Posted in the following categories: Life Lessons, Personal Development

I stepped up to the podium, as I had done for 7 years, to teach Constitutional Law.

I took a deep breath to start speaking—and felt a sinking sensation in my chest.

The sensation took my breath away.

“Not again,” it seemed to say. “Not this same class again.”

Initially, I tried to suppress the sensation. After all, I had just secured tenure, a huge milestone in any academic’s journey. And there’s one thing tenured professors don’t do: stop teaching. My 5-year plan was laid out, my path seemingly clear. I was living every professor’s dream, yet within me, a voice was telling me that something was off.

On the outside, I was a rising star in my field, an academic whose serious work was admired by serious scholars.

On the inside, I was withering away. I once loved teaching—especially the thrill of igniting curiosity in my students—but that joy was fading.

And that sensation in my chest kept presenting itself.

It was a bodily messenger that seemed to say, I will not be ignored! 

The exhaustion you feel when you wake up? That’s me. 

That tightness you began to feel in your right shoulder? That’s me.

I will keep getting louder and louder and louder—until you pay attention. And if you don’t pay attention, I will turn your life upside down. 

Over time, resisting those signals became far more painful than leaning in.

So, I began a journey of introspection. Mornings spent journaling, nights reflecting before sleep, I continuously asked, “What are you trying to tell me?”

The answers didn’t arrive with a thunderous bang. Instead, they came as subtle whispers that nudged me towards a realization: The life I had carefully built was no longer where I belonged. Each class, each lecture, felt like an echo from a past that no longer resonated with who I was becoming. It was time to let go, to allow that old self to dissolve and make way for a new self to emerge.
----------
#### [Directions for this task]
Carry the essay about walking away from teaching law further, picking up right after its last sentence. The material stored after this point is separate from the essay.

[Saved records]
----------
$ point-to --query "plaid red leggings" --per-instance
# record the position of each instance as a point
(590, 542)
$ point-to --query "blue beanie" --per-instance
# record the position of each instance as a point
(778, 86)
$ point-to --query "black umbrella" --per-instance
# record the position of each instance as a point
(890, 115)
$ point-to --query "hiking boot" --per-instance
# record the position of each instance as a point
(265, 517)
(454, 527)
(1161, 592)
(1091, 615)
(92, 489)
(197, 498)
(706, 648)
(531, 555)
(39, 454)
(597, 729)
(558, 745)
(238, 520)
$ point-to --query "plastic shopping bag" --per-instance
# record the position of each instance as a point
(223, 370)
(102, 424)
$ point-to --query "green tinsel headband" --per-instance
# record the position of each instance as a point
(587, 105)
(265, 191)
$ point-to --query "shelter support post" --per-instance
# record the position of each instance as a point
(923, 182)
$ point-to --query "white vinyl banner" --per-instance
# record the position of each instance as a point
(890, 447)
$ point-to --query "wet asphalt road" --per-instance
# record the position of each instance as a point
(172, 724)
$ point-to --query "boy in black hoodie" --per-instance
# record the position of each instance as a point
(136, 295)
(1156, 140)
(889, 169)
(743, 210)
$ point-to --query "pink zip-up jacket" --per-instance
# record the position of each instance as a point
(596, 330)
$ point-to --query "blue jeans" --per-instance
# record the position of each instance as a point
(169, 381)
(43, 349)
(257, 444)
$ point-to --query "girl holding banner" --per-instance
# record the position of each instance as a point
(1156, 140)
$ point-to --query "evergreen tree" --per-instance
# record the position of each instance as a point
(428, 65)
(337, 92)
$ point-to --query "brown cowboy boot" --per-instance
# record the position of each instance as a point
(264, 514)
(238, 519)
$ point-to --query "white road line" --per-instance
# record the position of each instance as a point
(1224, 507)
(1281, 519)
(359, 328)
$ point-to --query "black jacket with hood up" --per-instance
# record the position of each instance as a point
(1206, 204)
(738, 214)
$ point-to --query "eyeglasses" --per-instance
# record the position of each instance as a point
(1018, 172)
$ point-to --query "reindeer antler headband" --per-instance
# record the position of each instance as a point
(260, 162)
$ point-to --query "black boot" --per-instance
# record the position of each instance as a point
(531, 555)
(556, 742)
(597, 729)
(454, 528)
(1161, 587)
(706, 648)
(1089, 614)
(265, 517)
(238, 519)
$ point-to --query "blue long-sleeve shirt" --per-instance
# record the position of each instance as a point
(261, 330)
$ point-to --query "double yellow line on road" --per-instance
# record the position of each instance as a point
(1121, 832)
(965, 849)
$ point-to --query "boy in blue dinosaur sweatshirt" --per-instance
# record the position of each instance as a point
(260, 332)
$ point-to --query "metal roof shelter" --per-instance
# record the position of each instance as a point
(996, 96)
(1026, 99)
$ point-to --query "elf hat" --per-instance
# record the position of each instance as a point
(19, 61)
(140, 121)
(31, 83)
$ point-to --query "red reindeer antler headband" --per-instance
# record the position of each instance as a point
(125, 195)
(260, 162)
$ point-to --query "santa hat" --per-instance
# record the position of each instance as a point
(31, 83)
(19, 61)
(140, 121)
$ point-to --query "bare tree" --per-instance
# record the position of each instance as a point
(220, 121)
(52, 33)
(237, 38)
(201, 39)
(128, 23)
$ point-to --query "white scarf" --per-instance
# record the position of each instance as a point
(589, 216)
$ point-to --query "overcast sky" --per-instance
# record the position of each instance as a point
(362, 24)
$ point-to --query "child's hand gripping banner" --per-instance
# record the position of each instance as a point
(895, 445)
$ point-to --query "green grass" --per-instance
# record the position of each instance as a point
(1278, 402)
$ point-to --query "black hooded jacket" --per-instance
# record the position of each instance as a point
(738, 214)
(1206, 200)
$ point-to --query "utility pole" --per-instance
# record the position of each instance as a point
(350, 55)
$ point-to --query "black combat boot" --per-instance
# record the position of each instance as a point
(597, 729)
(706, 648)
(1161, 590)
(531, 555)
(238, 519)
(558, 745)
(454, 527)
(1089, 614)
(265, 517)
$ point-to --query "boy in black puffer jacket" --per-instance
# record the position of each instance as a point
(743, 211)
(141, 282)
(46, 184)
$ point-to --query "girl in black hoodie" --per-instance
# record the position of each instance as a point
----------
#### [Output of the task]
This was hard—really hard.

It felt like a part of me was dying—because it was. I mourned the death of the professor in me, as my emerging new self tried to find a path forward.

As I let go of what once was, I felt empty. But I trusted that I would become full again—with what, I didn’t yet know.

In this emptiness, I explored various paths. I stumbled upon one that felt promising—a blog—which served as a creative outlet that brought me alive. The blog grew in popularity over time and culminated in the publication of Think Like a Rocket Scientist, marking the start of my new career as an author and speaker.

When you feel discomfort, that doesn’t mean something is wrong with you.

It means something is right with you.

It means your body is working as it should—alerting you that the cocoon you’ve built around yourself is ready to be broken so you can emerge in your new form.

Don’t suppress. Don’t numb. Don’t dissociate.

Because discomfort isn’t an enemy. It’s a guide. It’s a signal from the wisest parts of your being, urging you to explore, to grow, to transform.

Listen to that signal. It echoes the paths to futures you haven’t even imagined.